## Entries provided:
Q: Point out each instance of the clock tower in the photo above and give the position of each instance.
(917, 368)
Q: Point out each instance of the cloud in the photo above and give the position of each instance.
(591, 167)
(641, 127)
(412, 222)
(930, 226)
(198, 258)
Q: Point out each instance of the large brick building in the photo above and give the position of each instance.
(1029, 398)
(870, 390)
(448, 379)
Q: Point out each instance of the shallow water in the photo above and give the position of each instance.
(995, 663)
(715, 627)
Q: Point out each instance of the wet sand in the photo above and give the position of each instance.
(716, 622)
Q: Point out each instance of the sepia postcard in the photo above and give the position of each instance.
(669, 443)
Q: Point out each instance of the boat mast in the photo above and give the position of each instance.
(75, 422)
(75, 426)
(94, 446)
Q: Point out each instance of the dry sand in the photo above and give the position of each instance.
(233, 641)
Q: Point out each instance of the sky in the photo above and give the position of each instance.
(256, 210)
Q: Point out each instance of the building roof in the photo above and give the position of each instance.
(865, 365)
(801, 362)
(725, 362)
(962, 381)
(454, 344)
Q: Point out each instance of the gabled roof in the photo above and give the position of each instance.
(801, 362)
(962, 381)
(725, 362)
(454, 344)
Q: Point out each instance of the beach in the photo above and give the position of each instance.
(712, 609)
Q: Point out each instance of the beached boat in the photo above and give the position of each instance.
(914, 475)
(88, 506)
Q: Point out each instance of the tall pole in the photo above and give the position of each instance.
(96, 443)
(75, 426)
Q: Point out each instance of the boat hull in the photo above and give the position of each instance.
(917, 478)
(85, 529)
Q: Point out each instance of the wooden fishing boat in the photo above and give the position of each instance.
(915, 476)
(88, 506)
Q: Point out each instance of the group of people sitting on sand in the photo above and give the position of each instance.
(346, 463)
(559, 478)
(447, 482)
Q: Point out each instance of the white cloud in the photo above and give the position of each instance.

## Task directions:
Transcribe all the entries, keeping each one exactly as it is.

## Result for this task:
Q: Point out each instance of the clock tower in the photo above and give the position of each instance.
(917, 368)
Q: Point out each instance of the cloud in the photo above and give the position of each instance.
(591, 167)
(641, 127)
(412, 222)
(930, 226)
(198, 258)
Q: Point out each instance of the large brick building in the photo above and give the position of each instance.
(1029, 398)
(870, 390)
(448, 379)
Q: Point out each instance of the shallow water in the photo above and give the position of each instance.
(995, 663)
(715, 627)
Q: Point out each instance of the wet sand in the photo above and give the position of each instance.
(716, 622)
Q: Point out each instance of the sepia postcard in the photo above and give the position of each instance.
(669, 443)
Q: Point out each instance of the boat mast in the photo above and give the position of each instance.
(75, 422)
(75, 426)
(94, 446)
Q: Point out each instance of the dry sand in the photo above and give the position of each instance.
(233, 641)
Q: Point out each instance of the sky in the photo above and give the position of each instance.
(256, 210)
Q: Point out each instance of the building roof in the photo above and give the position of each instance.
(865, 365)
(801, 362)
(725, 362)
(962, 381)
(454, 344)
Q: Point out each instance of the gabled roof in the photo above and give the position of each instance.
(801, 362)
(962, 381)
(725, 362)
(454, 344)
Q: Point out each instance of the beach in the photo above and give the position of each instance.
(712, 609)
Q: Point out each instance of the beached boat in the photo above and give the position of each instance.
(914, 475)
(88, 506)
Q: Point out each instance of the tall pole in the photo above and give the position of each instance.
(96, 443)
(75, 426)
Q: Point out each instance of the boat hull in the photo above and give the position of each instance.
(917, 478)
(85, 529)
Q: Point out each instance of the wooden fishing boat in the photo above and give the position of each instance.
(915, 476)
(88, 506)
Q: Point out each instance of the group of people sitting on sand in the photo above and give the position of each instance.
(346, 463)
(559, 478)
(447, 482)
Q: Point out each instance of the white cloud in the photo above and give the position of each instance.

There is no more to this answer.